Extract each line from the items below that contains the word "statue". Matching is case-sensitive.
──────── MATERIAL FOR THE TASK ────────
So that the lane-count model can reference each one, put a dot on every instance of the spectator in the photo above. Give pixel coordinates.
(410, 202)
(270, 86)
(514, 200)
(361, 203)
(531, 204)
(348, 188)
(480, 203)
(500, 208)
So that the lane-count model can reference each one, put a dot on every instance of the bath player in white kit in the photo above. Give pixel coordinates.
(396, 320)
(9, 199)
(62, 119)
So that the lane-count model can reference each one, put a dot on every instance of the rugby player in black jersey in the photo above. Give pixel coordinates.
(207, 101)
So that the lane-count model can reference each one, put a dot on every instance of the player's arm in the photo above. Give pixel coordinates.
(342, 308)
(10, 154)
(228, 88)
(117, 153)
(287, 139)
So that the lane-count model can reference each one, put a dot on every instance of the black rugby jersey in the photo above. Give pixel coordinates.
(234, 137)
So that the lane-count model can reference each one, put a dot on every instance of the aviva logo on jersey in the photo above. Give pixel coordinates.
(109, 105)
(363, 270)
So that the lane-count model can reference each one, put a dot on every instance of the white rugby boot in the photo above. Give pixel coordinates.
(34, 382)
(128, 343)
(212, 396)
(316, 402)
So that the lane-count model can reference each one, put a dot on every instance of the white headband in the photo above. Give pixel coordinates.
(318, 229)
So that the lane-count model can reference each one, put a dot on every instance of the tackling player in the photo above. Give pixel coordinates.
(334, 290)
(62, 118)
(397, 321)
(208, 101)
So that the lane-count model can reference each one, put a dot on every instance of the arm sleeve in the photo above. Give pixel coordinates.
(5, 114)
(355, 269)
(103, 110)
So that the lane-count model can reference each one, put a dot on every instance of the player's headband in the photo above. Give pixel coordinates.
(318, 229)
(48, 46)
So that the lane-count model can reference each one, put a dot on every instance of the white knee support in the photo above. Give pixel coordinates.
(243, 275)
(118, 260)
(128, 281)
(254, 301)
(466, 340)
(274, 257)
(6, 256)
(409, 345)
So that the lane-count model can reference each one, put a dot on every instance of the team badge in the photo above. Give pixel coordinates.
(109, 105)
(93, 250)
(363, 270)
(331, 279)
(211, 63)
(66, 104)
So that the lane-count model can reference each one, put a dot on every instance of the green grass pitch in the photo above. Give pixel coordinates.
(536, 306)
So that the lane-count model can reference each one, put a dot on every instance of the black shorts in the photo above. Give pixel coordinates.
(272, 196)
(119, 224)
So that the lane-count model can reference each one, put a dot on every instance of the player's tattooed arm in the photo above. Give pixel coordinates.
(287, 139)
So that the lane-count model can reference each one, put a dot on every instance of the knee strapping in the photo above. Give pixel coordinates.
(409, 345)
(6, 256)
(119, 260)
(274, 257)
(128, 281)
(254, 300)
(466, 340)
────────
──────── MATERIAL FOR THE TASK ────────
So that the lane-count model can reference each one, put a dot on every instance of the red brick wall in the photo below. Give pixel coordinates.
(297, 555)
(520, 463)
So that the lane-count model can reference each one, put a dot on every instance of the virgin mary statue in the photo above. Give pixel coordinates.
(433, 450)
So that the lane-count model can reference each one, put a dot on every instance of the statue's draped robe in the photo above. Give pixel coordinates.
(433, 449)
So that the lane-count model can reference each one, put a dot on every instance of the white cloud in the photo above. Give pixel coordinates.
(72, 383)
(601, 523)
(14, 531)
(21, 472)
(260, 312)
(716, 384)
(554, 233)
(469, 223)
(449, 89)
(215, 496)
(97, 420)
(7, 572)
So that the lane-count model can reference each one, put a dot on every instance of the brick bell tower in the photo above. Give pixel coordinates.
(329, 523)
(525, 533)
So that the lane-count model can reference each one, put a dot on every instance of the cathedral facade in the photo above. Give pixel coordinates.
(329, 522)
────────
→ **REPLY TO THE TASK**:
So that the lane-count model can reference each one, put a dot on every instance of the virgin mary statue in the photo above. Give pixel coordinates.
So that the lane-count model can reference each one, put a dot on every instance of the statue's draped robe in the photo above. Give pixel coordinates.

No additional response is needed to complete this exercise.